→ PROBLEM TO WORK ON
Find each line in the records below that contains the string "background", matching case exactly, and copy those lines.

(Excerpts from location labeling data)
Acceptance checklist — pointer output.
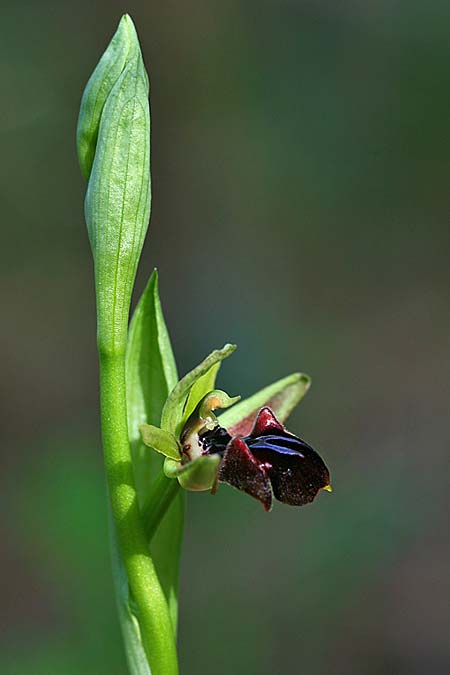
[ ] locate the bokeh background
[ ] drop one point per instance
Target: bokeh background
(300, 162)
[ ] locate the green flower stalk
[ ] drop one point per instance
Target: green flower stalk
(161, 436)
(114, 151)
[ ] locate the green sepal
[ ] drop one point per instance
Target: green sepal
(117, 206)
(172, 418)
(160, 440)
(98, 88)
(198, 475)
(281, 396)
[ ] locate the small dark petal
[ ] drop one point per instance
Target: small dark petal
(266, 423)
(296, 478)
(214, 441)
(240, 469)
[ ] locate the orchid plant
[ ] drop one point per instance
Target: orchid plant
(161, 436)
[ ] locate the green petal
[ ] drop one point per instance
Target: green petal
(281, 397)
(160, 440)
(172, 418)
(200, 474)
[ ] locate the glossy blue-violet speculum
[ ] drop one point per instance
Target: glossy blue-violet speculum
(269, 462)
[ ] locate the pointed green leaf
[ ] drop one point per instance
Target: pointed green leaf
(199, 389)
(200, 474)
(97, 90)
(281, 397)
(160, 440)
(151, 374)
(117, 206)
(172, 415)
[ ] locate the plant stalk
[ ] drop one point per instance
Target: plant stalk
(163, 492)
(153, 613)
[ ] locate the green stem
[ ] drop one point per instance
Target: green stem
(153, 613)
(163, 492)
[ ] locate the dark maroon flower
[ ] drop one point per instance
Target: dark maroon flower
(269, 462)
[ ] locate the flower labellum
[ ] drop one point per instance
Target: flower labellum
(269, 462)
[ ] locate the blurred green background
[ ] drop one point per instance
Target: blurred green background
(300, 163)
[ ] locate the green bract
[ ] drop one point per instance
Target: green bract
(114, 129)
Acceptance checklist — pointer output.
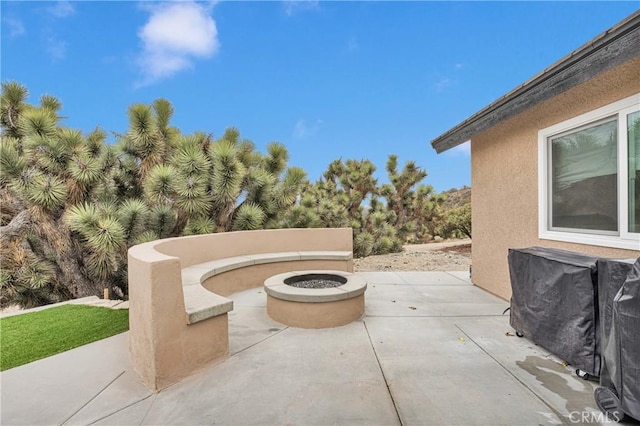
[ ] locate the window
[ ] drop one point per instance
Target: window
(589, 177)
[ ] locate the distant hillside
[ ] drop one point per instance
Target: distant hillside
(457, 197)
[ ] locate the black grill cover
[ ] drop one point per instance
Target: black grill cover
(554, 303)
(620, 331)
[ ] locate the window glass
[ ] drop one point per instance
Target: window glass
(633, 125)
(584, 173)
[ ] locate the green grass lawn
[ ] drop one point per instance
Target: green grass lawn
(29, 337)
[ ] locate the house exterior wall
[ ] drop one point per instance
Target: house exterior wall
(504, 164)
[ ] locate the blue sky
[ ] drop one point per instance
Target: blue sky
(328, 79)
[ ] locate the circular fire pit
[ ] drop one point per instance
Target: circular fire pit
(315, 299)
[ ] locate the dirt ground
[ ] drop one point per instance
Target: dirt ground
(445, 256)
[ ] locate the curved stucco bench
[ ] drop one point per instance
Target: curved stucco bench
(177, 287)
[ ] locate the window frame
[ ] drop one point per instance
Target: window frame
(622, 239)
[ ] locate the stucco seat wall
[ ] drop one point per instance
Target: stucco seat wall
(177, 289)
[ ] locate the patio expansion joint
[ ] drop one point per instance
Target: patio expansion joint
(154, 395)
(395, 406)
(433, 316)
(92, 398)
(561, 417)
(258, 342)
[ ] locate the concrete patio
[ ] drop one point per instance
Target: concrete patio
(432, 349)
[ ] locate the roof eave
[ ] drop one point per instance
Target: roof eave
(611, 48)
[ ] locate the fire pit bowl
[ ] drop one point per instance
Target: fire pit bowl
(315, 299)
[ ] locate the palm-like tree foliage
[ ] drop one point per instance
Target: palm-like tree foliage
(72, 204)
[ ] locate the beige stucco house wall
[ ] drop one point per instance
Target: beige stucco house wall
(504, 175)
(509, 138)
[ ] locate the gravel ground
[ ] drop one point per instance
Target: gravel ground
(445, 256)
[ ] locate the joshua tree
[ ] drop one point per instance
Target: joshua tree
(73, 204)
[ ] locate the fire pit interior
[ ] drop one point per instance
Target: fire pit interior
(315, 281)
(315, 299)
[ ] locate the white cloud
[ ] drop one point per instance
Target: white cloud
(293, 6)
(62, 9)
(175, 34)
(303, 130)
(442, 84)
(460, 150)
(15, 26)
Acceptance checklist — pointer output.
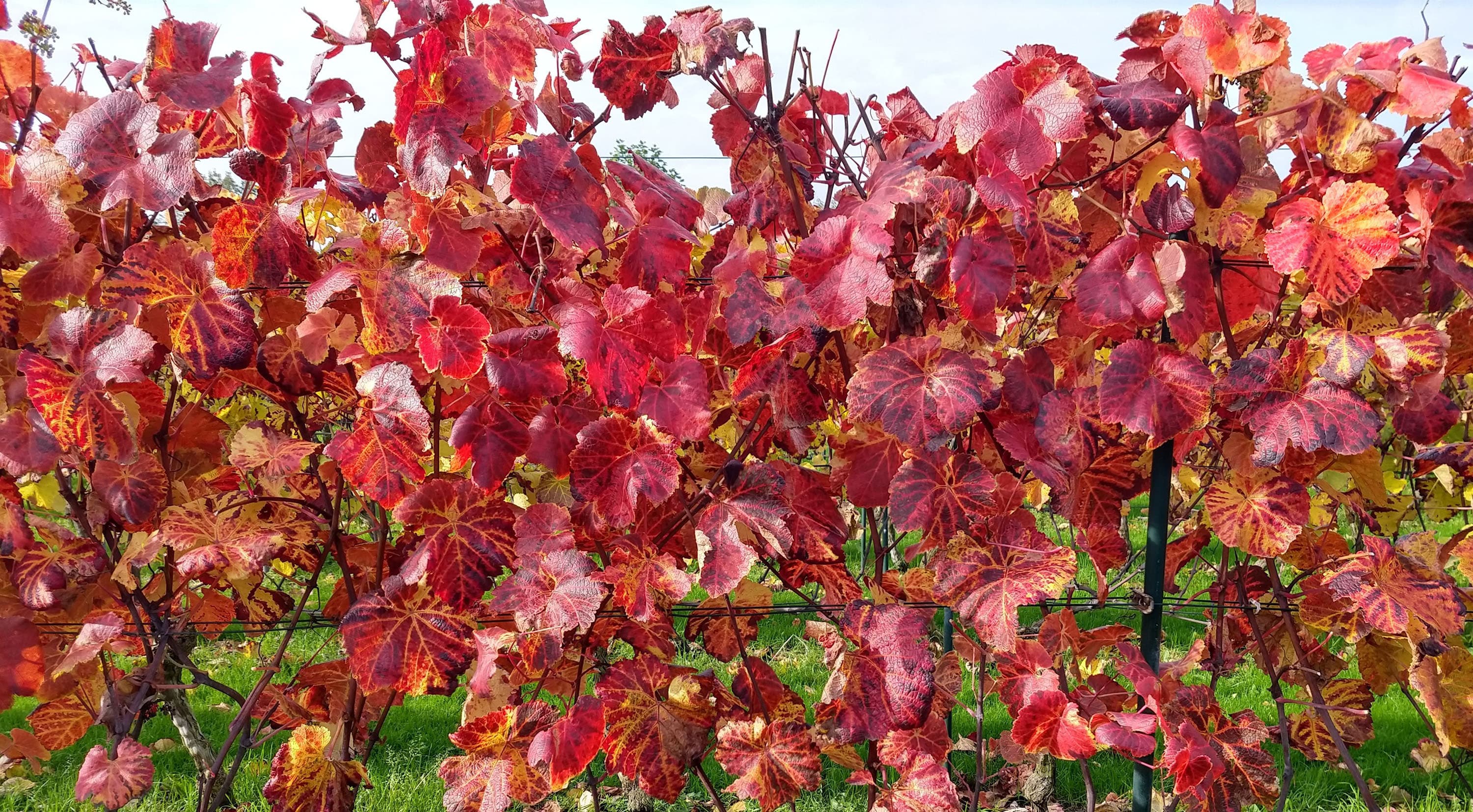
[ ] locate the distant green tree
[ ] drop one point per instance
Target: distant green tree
(625, 154)
(224, 180)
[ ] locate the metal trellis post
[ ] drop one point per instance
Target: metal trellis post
(1157, 511)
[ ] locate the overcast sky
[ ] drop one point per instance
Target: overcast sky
(937, 48)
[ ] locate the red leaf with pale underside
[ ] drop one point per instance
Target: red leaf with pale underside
(618, 462)
(114, 782)
(886, 683)
(659, 723)
(467, 537)
(920, 391)
(453, 338)
(406, 640)
(989, 581)
(1154, 389)
(632, 68)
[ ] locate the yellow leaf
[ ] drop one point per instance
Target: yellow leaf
(45, 493)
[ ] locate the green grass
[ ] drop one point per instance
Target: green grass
(403, 768)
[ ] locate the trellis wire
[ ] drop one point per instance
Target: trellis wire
(685, 609)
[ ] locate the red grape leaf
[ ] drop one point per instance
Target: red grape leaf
(1337, 241)
(180, 65)
(1446, 684)
(930, 740)
(618, 462)
(1310, 736)
(1130, 734)
(1257, 512)
(817, 525)
(774, 762)
(616, 342)
(920, 391)
(267, 117)
(842, 266)
(678, 401)
(33, 223)
(211, 326)
(1388, 595)
(924, 786)
(986, 581)
(135, 493)
(382, 455)
(61, 274)
(394, 292)
(940, 494)
(1154, 389)
(491, 438)
(307, 779)
(1142, 104)
(657, 249)
(467, 537)
(1021, 111)
(503, 40)
(571, 202)
(1216, 149)
(705, 40)
(453, 338)
(522, 364)
(1345, 355)
(495, 768)
(712, 621)
(551, 589)
(269, 453)
(42, 574)
(438, 223)
(1282, 404)
(1248, 773)
(1024, 673)
(23, 662)
(644, 580)
(61, 723)
(117, 145)
(255, 244)
(554, 435)
(571, 745)
(755, 500)
(886, 683)
(1052, 724)
(681, 207)
(659, 721)
(406, 640)
(632, 68)
(1426, 424)
(115, 782)
(230, 537)
(1232, 43)
(983, 271)
(90, 640)
(1120, 285)
(865, 462)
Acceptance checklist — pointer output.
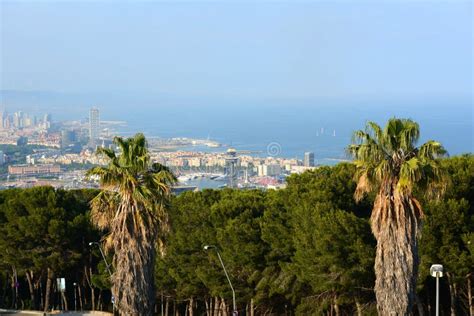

→ RIGHT ANSWER
[ ] locate the bokeh background
Target: bokeh background
[ ] locate the blurred green background
Target: blurred green background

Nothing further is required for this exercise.